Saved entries
—————
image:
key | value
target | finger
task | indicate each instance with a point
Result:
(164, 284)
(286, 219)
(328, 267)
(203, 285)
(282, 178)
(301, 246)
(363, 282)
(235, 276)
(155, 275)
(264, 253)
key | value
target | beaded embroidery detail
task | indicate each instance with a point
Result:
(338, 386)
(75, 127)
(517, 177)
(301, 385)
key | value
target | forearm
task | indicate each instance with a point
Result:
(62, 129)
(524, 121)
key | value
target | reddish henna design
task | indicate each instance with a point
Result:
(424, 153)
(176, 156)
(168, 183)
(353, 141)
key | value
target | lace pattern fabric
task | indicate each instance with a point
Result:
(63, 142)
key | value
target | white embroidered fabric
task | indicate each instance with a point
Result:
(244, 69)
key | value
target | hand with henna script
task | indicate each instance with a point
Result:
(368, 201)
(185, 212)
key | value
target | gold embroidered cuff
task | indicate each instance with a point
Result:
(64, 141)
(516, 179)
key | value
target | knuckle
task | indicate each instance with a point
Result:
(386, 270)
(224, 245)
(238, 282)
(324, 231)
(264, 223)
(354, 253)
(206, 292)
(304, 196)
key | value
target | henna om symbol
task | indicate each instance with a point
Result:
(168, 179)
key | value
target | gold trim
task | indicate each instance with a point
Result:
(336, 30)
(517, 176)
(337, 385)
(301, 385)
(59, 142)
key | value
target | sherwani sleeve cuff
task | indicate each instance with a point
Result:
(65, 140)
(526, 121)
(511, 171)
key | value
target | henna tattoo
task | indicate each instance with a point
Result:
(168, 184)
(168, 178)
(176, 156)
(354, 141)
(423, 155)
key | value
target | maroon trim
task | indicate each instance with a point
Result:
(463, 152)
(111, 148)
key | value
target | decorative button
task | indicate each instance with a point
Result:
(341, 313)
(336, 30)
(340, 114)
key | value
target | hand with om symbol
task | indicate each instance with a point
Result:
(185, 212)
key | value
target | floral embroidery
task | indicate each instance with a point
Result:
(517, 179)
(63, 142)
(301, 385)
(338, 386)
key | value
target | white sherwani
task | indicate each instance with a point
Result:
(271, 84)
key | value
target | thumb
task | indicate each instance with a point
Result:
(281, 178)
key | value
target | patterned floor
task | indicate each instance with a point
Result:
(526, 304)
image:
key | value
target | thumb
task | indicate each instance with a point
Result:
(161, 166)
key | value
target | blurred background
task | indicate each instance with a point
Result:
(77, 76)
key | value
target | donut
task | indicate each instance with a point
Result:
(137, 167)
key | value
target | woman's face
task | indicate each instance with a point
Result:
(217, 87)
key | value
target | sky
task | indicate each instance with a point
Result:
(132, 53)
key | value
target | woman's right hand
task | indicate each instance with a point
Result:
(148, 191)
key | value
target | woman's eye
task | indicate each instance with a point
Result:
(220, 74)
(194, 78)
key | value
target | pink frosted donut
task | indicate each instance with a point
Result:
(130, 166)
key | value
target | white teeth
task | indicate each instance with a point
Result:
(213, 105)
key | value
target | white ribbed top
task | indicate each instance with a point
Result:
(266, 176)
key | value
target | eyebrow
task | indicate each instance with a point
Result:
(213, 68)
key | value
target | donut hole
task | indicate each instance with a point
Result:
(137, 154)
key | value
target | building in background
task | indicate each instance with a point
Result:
—————
Brief | Print out the records exactly as they were entered.

Solution to the problem |
image:
key | value
target | finger
task | indicate each instance with a point
Result:
(164, 284)
(286, 219)
(328, 267)
(203, 285)
(282, 178)
(301, 246)
(363, 282)
(235, 276)
(155, 275)
(264, 253)
key | value
target | beaded embroidery detail
task | indicate each instance with a point
Result:
(338, 386)
(75, 127)
(517, 177)
(301, 385)
key | value
target | forearm
task | indicate each instance with a point
Result:
(62, 129)
(524, 121)
key | value
target | reddish henna design
task | indicate each instance with a point
Result:
(424, 153)
(176, 156)
(168, 183)
(353, 141)
key | value
target | lace pattern fabric
task | indicate each instance with a point
Result:
(63, 142)
key | value
target | white embroidered fabric
task | indicate each instance with a point
Result:
(244, 69)
key | value
target | hand with henna script
task | indicate each instance with a point
Result:
(368, 201)
(185, 212)
key | value
target | gold embroidered cuff
task | indicate each instance with a point
Result:
(64, 141)
(516, 179)
key | value
target | knuckle
task | indicate each instance with a point
Result:
(386, 270)
(224, 245)
(238, 282)
(324, 231)
(264, 223)
(354, 253)
(206, 292)
(304, 196)
key | value
target | henna om symbol
task | indicate each instance with a point
Result:
(168, 179)
key | value
target | gold trim
task | indicate each instance with a point
Result:
(336, 30)
(517, 176)
(337, 385)
(301, 385)
(59, 142)
key | value
target | sherwani sleeve cuff
task | indicate each instance with a point
Result:
(65, 140)
(526, 121)
(511, 171)
key | value
target | henna tattoo
task | indicate each instance with a point
Result:
(168, 184)
(168, 178)
(176, 156)
(354, 141)
(423, 155)
key | value
target | maroon trim
task | indicate each instance with a point
Result:
(463, 152)
(111, 148)
key | value
target | decorative button
task | indicate each instance with a point
Result:
(341, 313)
(336, 30)
(340, 114)
key | value
target | hand with om symbol
task | indicate each instance with a point
Result:
(185, 212)
key | value
target | floral embroidery
task | indicate each instance with a point
Result:
(517, 179)
(63, 142)
(301, 385)
(338, 386)
key | value
target | white sherwani
task | indicate each instance with a point
Result:
(271, 84)
key | value
target | thumb
task | indicate each instance with a point
Result:
(281, 178)
key | value
target | patterned floor
task | indicate each instance with a point
Result:
(526, 304)
image:
key | value
target | thumb
task | indicate each instance with a point
Result:
(161, 166)
key | value
target | blurred background
task | indicate each instance with a point
Result:
(77, 76)
key | value
target | donut
task | indicate each instance with a point
Result:
(137, 167)
key | value
target | woman's face
task | indicate each instance with a point
Result:
(217, 87)
key | value
target | sky
task | indicate each instance with a point
Result:
(132, 53)
key | value
target | woman's right hand
task | indicate each instance with a point
Result:
(148, 191)
key | value
target | woman's eye
task | indicate each instance with a point
Result:
(220, 74)
(194, 78)
key | value
target | pink frosted donut
task | indicate each instance with a point
Result:
(130, 166)
key | value
target | white teeth
task | indicate each instance with a point
Result:
(213, 105)
key | value
target | white ribbed top
task | indicate each instance with a point
Result:
(266, 176)
key | value
target | eyebrow
task | indicate each instance with a point
Result:
(213, 68)
key | value
target | donut hole
task | indicate each instance with a point
Result:
(137, 154)
key | value
target | building in background
task | indicate each instance with a point
Result:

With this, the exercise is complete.